ACTIVITY: In the article on grief, start at the words "El Ghandour underlines" and stop after "necessarily follow guidelines.", then write out that passage again, substituting "journey" for "process".

EXTRACT TO READ:
....

Similarly, El Ghandour explains that there are certain feelings and experiences that are known to accompany grief, such as anger, guilt, and denial.
“Grief is a very complex emotion that entails different layers. It has physical, social, behavioral, and emotional dimensions,” she points.
El Ghandour underlines that it is more of a process. There are a few theories that explain grief in the hopes of helping people understand their pain and make sense of it. However, at the end of the day, grief is a very unique experience that doesn’t necessarily follow guidelines.
“Having Waraq Einab (vine leaves) for at least the first two days in Ramadan has been a family tradition for as long as I can remember. I just checked the kitchen, and I found my mother cooking other food. I know if I ask her why, she would say that Waraq Einab was the last thing she cooked for us before my grandfather passed away,” says Nour Ehab, Computer Science student at Ain Shams University.
Ehab lost her grandfather in Ramadan 2021, and she’s been trying to cope with his loss ever since. In most cases, the body uses all the readily available means to protect itself from the pain of grief.
Grief triggers are not always predictable such as holidays or anniversaries, rather, sometimes they are tied to our senses, such as eating a food that reminds you of the person lost, or watching a TV show that they used to love.
A grief trigger, such as the Waraq Einab in Ehab’s case, is often a reminder of the harsh reality of losing special people around us. Ehab’s grief trigger, or activator, as many experts say, is tied to her senses.
“Some normal emotional reactions to grief can be a loss of interest in things that used to bring joy. The reactions could be numbness, fear, guilt, decreased confidence and self-esteem, an increase in anxiety, a sense of loss of control, and less focus at work,” explains Moni El Ramlawy, Counseling Psychologist at the Wellness Hub
Ways to Cope
It’s important to discern; however, when the coping mechanisms have been protective or dangerous. Asking ourselves important questions such as, ‘does numbness help?’ or ‘did detachment outlast its usefulness?
Once these questions are asked, then getting help is a must.
Ehab explains that she wasn’t granted the time to ‘properly’ mourn because she was in her senior year of high school when her grandfather passed away.
“I had to suppress everything that happened, all of my emotions, for my little sister’s sake. My dad and the few friends that knew kept telling me to pray for him, that this was all I could do at this point,” Ehab notes.
Grief is not a linear emotion, El Ghandour stresses.
It is important to understand that there is no timetable for grief and that what matters most is the support the person has and their own pace at handling their emotions.
The same way, El Ramlawy reiterates that there is no timeline for how long grief lasts, or how you should feel at a particular time.
“Grief is weird. I feel sad all the time, but I think people expect me to be sadder on significant dates or occasions, which does happen, but not always. The gist is, death happens. It’s just a thing that most of us have to experience and it’s painful. But there is no right or wrong way to be about it,” elaborates Samhout.
It is difficult to deal with loss when your emotions feel strange and not easily accepted by those around you as El Ramlawy explains.
“After 12 months, it may still feel as if everything happened yesterday, or it may feel like it all happened a lifetime ago. Grief changes over time as you begin to understand how different your life is without the person. We are all different, and there is no timetable or grief timeline for how long it will take you,” El Ramlawy underlines.
She notes that it is important for people grieving to acknowledge their pain, and accept that grief can trigger many different and unexpected emotions.
El Ghandour outlines many ways to help cope with grief, such as social support groups, journaling, and therapy. She particularly highlights that it is important to create new habits and rituals, to have self compassion and lower the expectations we have of ourselves, to rest, and lastly, to celebrate and honor the rituals and memories we shared with the person lost.

....

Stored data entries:
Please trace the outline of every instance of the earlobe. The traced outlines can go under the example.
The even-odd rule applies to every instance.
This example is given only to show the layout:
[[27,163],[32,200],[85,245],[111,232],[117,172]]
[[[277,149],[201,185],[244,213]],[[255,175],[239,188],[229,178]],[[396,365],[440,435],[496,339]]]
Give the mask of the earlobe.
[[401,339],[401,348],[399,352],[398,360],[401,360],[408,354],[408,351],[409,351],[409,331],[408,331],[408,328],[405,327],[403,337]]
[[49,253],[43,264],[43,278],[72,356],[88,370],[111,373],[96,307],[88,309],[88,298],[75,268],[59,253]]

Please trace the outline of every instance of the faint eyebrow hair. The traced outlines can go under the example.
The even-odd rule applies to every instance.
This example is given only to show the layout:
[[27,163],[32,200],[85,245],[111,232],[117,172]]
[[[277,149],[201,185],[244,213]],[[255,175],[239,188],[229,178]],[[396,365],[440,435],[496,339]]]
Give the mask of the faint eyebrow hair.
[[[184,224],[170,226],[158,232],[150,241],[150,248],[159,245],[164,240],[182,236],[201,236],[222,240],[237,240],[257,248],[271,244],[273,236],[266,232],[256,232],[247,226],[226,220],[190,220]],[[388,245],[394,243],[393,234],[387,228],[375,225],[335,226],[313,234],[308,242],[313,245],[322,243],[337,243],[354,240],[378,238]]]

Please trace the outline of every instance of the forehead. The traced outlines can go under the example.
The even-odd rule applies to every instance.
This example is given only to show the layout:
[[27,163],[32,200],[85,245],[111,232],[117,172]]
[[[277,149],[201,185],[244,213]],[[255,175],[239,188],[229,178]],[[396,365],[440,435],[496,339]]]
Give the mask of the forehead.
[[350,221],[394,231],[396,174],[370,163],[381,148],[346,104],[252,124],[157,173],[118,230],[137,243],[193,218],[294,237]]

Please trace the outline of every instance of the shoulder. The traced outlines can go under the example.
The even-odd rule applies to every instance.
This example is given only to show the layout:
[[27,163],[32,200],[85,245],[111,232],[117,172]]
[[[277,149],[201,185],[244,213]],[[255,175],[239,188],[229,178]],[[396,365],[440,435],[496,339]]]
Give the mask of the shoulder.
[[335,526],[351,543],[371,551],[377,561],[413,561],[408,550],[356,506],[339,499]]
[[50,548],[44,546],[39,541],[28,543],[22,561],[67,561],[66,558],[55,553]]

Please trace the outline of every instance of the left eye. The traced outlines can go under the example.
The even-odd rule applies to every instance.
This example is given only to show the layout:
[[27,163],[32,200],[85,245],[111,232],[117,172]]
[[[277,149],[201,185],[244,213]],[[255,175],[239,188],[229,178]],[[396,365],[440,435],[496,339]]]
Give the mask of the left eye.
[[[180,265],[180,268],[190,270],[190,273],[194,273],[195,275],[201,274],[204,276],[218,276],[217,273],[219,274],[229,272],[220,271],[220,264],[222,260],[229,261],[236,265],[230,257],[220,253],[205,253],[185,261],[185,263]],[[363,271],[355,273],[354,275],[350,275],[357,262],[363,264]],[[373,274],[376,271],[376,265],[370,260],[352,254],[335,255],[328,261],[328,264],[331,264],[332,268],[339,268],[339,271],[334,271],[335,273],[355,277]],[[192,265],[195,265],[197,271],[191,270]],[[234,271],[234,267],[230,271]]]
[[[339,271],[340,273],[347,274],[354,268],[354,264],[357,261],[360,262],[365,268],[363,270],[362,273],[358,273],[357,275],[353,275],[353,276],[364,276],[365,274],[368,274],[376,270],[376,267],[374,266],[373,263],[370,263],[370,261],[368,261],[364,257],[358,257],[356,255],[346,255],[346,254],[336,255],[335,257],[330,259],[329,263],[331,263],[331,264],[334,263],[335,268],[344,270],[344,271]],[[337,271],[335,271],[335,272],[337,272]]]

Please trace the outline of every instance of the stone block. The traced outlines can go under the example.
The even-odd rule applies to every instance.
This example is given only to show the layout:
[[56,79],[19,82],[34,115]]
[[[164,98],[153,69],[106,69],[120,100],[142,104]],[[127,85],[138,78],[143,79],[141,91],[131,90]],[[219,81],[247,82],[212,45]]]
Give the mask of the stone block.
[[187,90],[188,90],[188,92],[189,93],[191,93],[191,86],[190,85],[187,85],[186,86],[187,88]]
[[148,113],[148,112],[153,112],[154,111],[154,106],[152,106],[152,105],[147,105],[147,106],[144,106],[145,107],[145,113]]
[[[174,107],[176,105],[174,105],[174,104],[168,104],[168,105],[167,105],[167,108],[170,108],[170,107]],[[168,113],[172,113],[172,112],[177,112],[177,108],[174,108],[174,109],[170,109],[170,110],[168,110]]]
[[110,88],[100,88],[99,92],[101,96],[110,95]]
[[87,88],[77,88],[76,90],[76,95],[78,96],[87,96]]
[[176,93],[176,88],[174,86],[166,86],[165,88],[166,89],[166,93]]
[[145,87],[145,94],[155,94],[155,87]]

....

RESULT OF THE EXERCISE:
El Ghandour underlines that it is more of a journey. There are a few theories that explain grief in the hopes of helping people understand their pain and make sense of it. However, at the end of the day, grief is a very unique experience that doesn’t necessarily follow guidelines.